→ Text shown
The bad-planning part is that my shed is directly across the street from their cottages. Which means that hundreds of people are going to be coming down Maple Avenue next Friday and having to pass by a structure that isn’t really shabby chic, isn’t quaint, isn’t cute. It’s just . . . shiftless.
I knew when the season started that I was going to have to do something about the shed. Actually, as it is with so many problems, I’ve known that for about five years now.
The previous owner called this collection of tar paper and boards a “carriage house,” which is just hilarious given that it was built in the 1940s and housed, for decades, a World War II-vintage Jeep. (The Jeep now lives down the street at another cottage. The shed now houses bicycles, a clawfoot bathtub, a really old propane tank, and probably six thousand brown recluses.) I saw a photo of our cottage in the Assembly archives last week that showed that the shed used to be white, as did our cottage. So I guess it hasn’t been painted in at least a couple of decades.
I guess you can tell that by looking at it.
shedbefore.jpg
At any rate, I’ve had in my head an inky color. Our babysitter Hannah painted the barn on her farm a superdeep eggplant color a while ago, so I have coveted that for a while. But it took my friend Annis’s exhortation and nudging to get me to buy the three gallons of Deep Mulberry that would take this shed to a new destiny.

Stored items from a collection
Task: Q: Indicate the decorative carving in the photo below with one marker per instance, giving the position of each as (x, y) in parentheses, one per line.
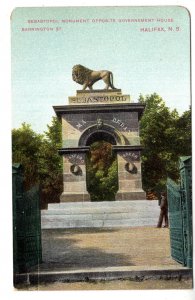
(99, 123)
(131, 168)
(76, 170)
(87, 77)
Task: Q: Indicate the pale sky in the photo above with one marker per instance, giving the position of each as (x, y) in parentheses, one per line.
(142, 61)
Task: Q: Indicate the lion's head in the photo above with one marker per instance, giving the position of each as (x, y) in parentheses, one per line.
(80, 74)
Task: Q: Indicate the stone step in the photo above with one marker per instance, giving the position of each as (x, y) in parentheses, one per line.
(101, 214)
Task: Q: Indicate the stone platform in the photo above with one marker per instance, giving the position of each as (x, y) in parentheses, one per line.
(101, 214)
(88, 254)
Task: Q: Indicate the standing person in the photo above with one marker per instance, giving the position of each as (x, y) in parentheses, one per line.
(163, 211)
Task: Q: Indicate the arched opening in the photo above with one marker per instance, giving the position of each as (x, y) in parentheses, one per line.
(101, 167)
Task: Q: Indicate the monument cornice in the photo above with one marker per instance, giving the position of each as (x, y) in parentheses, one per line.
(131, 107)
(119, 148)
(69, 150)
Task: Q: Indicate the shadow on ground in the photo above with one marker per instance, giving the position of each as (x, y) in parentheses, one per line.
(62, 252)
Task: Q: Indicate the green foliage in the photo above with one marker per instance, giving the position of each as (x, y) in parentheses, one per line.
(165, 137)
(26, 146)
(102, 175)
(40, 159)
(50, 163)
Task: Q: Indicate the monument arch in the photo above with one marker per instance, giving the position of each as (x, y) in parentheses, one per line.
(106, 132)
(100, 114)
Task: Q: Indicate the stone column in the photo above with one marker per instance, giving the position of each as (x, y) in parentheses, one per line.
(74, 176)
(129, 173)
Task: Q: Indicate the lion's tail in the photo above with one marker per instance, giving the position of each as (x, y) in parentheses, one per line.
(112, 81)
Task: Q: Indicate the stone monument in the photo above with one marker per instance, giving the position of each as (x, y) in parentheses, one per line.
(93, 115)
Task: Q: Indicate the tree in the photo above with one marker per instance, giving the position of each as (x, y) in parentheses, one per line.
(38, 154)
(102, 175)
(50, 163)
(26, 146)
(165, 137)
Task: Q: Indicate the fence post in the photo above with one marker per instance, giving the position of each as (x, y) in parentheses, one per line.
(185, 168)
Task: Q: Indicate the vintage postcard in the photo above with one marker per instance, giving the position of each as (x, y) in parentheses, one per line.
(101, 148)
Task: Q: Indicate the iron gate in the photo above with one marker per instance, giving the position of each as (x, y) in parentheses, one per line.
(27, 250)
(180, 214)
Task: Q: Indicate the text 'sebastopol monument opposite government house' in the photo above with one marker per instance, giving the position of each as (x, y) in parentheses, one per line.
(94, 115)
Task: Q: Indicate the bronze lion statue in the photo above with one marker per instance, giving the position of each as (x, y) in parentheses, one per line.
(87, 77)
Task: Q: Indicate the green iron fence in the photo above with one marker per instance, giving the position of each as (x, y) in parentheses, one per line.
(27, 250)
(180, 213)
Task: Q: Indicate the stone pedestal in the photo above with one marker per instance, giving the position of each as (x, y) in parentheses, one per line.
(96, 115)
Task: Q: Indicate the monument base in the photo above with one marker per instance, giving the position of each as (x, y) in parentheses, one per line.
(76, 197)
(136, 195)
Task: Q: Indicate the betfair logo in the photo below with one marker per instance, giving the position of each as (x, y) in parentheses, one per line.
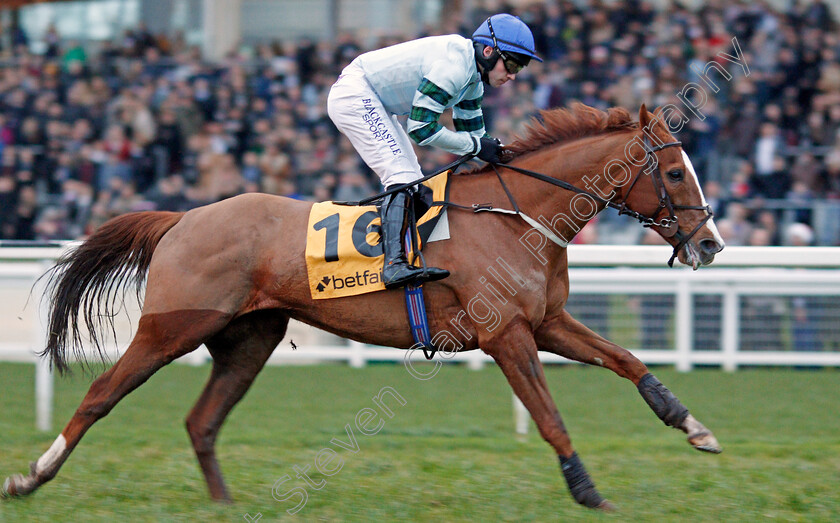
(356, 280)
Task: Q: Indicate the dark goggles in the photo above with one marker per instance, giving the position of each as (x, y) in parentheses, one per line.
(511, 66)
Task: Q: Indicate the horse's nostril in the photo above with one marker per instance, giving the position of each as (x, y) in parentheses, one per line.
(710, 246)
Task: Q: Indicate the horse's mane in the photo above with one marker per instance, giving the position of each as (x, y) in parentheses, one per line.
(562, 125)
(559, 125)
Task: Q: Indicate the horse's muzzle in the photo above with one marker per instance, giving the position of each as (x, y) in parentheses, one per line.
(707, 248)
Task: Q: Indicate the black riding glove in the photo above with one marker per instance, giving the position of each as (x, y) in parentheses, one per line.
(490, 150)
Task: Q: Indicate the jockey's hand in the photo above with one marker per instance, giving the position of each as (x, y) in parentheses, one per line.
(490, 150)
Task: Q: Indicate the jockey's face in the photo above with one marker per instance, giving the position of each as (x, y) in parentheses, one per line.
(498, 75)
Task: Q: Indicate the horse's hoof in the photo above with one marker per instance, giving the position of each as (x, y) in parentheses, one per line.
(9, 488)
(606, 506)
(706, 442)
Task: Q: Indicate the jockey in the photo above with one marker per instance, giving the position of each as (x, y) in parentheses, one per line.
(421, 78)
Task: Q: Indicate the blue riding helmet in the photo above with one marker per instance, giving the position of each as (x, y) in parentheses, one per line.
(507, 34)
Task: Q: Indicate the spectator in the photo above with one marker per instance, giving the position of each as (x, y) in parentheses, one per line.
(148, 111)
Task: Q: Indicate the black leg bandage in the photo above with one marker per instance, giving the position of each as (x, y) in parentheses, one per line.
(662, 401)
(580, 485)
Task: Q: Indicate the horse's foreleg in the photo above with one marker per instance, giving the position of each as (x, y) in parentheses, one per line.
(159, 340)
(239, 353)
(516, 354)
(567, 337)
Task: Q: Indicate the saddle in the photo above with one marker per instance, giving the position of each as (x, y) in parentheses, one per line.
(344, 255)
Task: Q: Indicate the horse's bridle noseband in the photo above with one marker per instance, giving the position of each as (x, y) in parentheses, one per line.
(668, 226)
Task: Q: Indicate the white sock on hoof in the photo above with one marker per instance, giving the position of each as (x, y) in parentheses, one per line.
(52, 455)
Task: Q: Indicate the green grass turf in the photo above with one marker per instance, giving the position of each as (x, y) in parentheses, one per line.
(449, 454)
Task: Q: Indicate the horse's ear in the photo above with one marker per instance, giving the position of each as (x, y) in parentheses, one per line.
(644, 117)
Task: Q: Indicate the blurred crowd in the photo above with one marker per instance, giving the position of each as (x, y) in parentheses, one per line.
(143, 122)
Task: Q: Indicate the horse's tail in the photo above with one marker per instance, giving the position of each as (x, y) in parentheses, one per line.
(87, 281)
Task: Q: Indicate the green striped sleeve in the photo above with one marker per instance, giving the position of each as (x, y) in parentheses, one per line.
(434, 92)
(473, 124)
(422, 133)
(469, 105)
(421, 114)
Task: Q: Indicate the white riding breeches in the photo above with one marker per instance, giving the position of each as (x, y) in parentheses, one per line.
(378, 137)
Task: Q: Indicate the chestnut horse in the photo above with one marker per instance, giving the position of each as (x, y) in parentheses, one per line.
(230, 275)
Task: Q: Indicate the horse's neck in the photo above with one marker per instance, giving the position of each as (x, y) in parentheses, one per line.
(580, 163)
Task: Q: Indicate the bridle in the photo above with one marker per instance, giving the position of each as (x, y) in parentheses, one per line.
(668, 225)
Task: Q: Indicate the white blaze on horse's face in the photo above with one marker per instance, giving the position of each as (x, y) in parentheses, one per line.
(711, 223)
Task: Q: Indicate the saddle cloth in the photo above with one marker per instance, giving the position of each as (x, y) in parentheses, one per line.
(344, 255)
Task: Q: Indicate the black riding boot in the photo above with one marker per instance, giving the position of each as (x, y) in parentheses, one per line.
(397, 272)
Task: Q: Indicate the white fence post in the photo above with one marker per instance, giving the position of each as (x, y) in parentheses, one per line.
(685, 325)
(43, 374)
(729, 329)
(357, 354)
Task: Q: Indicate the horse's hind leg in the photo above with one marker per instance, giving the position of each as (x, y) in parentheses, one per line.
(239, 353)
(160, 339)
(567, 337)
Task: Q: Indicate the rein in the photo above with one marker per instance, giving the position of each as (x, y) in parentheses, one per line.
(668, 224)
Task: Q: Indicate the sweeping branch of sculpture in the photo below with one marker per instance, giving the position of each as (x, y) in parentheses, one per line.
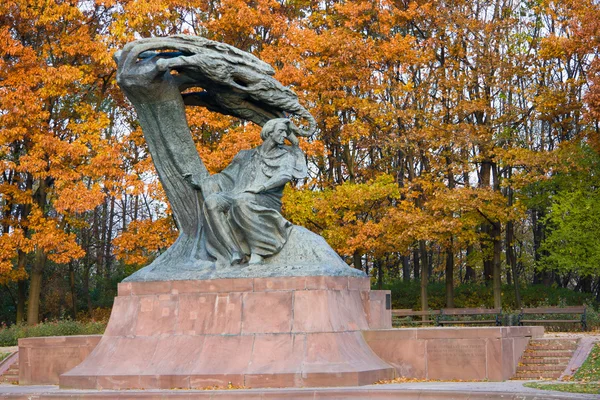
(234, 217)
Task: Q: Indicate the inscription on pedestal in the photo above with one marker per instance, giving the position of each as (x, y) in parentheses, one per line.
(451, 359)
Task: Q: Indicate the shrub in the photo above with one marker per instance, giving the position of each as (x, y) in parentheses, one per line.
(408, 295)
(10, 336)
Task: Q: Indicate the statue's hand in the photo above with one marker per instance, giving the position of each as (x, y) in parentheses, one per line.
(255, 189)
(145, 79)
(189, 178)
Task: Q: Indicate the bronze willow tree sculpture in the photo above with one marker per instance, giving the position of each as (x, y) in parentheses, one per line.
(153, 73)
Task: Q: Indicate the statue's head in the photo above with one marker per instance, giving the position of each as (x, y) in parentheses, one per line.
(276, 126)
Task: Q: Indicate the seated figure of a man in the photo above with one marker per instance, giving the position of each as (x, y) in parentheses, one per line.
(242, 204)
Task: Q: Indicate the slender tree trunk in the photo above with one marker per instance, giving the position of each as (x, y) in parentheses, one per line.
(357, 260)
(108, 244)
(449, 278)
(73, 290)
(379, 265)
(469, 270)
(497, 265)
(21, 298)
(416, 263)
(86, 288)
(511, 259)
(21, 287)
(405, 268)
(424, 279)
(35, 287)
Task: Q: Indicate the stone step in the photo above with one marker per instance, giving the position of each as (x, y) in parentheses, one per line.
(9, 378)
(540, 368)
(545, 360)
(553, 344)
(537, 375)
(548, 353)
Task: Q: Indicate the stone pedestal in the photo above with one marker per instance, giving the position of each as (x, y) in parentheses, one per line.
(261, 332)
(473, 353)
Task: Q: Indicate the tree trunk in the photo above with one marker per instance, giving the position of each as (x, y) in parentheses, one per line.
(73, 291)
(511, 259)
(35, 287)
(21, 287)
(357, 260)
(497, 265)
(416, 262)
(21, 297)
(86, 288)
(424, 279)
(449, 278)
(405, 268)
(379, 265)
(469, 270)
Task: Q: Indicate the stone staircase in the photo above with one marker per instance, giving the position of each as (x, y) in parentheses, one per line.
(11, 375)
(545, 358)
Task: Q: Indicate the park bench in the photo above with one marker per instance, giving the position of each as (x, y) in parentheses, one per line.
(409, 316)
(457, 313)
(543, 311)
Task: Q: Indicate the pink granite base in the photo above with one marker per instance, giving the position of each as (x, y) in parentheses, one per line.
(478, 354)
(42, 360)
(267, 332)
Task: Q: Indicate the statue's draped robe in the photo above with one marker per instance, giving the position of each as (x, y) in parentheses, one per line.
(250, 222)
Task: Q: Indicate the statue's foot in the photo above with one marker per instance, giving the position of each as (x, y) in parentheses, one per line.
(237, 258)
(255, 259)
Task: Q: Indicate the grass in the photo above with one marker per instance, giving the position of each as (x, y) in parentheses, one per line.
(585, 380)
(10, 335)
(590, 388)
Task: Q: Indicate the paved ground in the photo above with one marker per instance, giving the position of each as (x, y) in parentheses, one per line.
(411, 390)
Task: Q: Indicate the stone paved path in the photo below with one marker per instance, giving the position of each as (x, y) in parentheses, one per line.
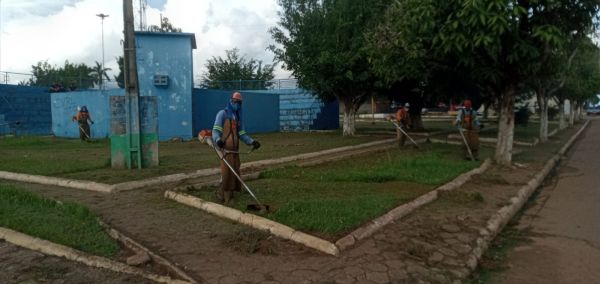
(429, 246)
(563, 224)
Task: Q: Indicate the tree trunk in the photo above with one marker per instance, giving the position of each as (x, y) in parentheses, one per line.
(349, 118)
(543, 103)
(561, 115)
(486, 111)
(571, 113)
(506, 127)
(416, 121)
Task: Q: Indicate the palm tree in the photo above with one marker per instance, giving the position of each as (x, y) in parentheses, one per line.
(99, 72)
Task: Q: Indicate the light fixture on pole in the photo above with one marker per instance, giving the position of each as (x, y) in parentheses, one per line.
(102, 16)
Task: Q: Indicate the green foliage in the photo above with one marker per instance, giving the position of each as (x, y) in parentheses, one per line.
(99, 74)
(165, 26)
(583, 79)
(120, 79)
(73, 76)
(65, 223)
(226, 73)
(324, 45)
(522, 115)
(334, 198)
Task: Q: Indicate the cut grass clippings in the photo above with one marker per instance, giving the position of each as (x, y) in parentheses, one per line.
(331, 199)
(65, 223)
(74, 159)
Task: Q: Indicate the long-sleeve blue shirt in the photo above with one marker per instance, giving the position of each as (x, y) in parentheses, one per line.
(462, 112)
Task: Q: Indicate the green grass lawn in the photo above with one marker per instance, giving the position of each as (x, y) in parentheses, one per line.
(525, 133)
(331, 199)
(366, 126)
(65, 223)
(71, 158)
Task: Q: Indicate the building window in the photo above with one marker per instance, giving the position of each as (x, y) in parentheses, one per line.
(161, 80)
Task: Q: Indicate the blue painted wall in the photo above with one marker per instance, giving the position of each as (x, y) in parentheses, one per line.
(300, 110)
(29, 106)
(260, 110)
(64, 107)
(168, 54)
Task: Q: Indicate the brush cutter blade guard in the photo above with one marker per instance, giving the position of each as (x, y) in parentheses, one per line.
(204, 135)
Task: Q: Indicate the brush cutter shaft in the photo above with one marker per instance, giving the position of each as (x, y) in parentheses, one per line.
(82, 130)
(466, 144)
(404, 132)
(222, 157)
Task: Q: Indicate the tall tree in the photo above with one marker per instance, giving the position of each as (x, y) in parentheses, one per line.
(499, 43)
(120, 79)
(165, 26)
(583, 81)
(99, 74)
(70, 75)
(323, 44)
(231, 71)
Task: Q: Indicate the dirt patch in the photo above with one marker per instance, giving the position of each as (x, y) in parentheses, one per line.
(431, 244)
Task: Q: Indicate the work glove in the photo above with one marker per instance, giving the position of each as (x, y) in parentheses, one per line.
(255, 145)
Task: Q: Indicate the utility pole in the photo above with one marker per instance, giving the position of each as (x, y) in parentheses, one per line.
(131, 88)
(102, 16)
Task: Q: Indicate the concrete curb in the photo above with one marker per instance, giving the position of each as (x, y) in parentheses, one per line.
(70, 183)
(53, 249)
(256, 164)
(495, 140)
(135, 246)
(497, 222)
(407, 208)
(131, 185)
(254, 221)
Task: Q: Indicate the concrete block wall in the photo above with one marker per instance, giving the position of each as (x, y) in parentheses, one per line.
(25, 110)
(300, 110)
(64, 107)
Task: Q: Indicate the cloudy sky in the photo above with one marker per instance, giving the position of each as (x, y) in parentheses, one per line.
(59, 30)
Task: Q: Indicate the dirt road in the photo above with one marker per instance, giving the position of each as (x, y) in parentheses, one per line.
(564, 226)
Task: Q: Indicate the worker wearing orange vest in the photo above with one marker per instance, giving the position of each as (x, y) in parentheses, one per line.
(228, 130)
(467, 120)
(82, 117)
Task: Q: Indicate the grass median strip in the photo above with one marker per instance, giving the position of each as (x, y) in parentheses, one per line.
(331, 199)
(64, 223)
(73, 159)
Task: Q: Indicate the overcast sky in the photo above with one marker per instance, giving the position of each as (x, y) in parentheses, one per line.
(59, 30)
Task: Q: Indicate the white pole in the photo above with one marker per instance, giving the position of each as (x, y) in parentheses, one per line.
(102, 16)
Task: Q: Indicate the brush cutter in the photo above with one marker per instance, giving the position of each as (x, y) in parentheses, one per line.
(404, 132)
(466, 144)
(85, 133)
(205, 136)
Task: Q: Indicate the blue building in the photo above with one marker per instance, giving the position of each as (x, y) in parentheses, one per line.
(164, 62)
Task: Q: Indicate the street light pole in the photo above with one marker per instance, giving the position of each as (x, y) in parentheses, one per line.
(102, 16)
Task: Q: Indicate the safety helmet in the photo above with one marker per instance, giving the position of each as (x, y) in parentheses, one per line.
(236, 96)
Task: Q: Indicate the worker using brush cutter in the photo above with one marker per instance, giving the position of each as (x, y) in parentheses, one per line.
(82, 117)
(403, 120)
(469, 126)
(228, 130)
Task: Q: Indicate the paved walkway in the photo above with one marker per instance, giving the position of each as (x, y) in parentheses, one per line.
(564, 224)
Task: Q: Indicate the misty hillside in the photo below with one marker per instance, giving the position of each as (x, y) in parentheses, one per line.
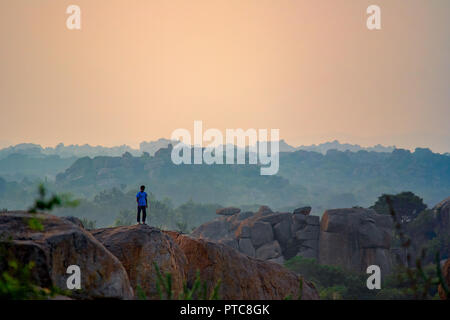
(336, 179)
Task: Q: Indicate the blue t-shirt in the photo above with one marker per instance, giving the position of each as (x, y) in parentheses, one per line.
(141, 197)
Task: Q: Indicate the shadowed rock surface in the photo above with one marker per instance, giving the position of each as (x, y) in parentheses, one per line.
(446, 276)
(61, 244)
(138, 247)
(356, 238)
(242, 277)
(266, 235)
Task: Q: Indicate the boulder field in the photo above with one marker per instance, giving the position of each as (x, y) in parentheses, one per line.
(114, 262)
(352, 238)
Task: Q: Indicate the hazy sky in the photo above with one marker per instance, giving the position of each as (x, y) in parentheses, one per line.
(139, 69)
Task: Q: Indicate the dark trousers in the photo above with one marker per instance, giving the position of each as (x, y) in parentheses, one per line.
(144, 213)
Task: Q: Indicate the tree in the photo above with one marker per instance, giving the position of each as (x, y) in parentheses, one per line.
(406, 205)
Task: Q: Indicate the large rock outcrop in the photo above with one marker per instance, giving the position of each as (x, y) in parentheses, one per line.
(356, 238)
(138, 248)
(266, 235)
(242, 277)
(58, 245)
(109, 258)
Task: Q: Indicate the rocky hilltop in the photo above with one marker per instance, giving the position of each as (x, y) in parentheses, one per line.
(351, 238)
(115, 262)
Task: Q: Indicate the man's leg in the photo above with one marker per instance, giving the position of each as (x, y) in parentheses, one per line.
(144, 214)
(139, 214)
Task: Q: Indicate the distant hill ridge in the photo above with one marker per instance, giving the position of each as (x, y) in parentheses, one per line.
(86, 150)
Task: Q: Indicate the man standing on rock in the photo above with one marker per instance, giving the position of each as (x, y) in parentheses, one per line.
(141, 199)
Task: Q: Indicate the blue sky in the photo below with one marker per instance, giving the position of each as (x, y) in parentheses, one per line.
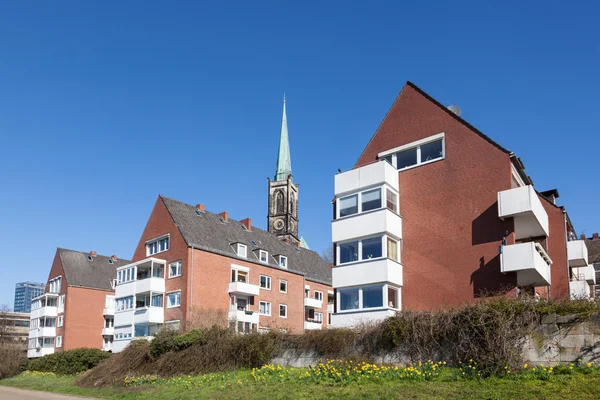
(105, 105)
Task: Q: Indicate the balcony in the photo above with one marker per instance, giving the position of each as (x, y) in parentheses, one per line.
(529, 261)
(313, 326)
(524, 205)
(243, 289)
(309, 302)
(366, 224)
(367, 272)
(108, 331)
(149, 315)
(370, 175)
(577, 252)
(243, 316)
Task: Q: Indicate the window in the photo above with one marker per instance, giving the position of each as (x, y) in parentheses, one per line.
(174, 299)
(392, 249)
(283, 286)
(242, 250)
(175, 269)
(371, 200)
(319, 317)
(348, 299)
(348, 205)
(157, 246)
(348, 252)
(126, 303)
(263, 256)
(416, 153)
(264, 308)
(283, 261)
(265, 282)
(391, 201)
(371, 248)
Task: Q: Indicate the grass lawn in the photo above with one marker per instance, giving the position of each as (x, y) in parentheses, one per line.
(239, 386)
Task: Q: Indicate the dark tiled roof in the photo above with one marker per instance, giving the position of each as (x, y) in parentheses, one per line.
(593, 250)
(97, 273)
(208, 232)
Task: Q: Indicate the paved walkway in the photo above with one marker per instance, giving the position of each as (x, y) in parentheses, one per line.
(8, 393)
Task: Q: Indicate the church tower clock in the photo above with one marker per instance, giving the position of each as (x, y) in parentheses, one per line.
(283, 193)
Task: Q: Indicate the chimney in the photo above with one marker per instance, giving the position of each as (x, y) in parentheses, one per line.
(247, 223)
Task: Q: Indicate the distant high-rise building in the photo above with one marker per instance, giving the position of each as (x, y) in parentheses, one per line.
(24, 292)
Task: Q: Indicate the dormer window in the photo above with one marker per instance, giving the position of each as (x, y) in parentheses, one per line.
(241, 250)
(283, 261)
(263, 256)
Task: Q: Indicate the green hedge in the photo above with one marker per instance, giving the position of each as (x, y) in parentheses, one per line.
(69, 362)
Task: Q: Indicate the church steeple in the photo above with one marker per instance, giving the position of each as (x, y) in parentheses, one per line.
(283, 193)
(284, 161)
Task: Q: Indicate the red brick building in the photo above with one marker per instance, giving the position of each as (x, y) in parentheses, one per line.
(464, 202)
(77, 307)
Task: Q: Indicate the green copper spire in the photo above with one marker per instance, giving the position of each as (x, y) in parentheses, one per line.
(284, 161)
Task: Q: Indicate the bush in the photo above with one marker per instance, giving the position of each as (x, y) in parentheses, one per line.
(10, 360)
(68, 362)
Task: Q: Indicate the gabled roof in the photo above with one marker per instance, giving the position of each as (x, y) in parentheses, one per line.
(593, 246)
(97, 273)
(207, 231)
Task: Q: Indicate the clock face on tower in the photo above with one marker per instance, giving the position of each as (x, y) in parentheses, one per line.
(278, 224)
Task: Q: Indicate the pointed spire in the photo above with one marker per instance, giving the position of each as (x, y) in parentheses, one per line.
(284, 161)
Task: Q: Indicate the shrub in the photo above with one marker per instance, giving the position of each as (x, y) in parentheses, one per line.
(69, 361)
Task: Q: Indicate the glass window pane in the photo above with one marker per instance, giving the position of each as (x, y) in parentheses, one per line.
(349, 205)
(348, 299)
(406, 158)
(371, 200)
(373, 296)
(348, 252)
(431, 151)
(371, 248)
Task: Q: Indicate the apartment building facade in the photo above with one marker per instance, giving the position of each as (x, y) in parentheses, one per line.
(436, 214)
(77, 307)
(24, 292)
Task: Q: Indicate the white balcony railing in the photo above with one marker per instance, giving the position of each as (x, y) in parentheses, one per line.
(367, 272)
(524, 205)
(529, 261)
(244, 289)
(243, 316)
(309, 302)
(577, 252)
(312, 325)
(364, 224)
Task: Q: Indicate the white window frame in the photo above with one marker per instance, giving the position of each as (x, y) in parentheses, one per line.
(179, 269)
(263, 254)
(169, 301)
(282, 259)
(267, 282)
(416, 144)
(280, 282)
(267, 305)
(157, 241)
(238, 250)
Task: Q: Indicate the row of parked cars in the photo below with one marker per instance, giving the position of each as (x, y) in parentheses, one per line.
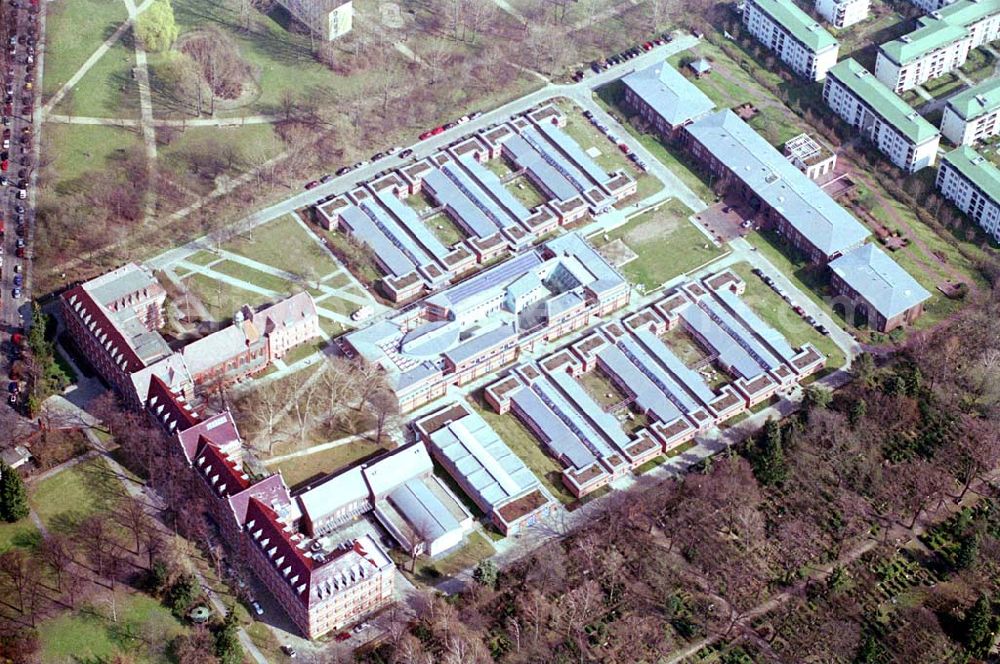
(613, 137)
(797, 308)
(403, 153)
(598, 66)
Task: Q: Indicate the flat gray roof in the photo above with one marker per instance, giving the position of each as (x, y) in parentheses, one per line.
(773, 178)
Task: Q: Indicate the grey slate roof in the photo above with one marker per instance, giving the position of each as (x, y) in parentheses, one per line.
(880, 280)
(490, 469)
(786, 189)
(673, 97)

→ What this exercise asks
#1 Answer these questions about the shed text:
(a) What street is the shed on?
(b) What vehicle did the shed house for decades?
(c) How much paint did the writer buy, and in what color?
#2 Pick out every line of the rows that contains the string "roof", and copy each one. Case counts.

→ Exercise results
#1
(a) Maple Avenue
(b) A World War II-vintage Jeep
(c) Three gallons of Deep Mulberry

#2
Task: Q: Indicate the dark tiled roof in the photo above with one marker per instance, giving the position of each as (x, y) in parentheses, one per line.
Task: Q: Indicate the gabled roof in the photo above with one marker per instance, giving the position of each as (x, y) in parentheses, one per line.
Task: Q: Indicate the flat gray roof in the photo above with one marker per instance, giving the position of each as (x, y) in parentheses, one per line.
Task: Q: Indicate the grey slate roof in the photo above with one marker per instance, giving the position of each as (x, y) in parentheses, one per line.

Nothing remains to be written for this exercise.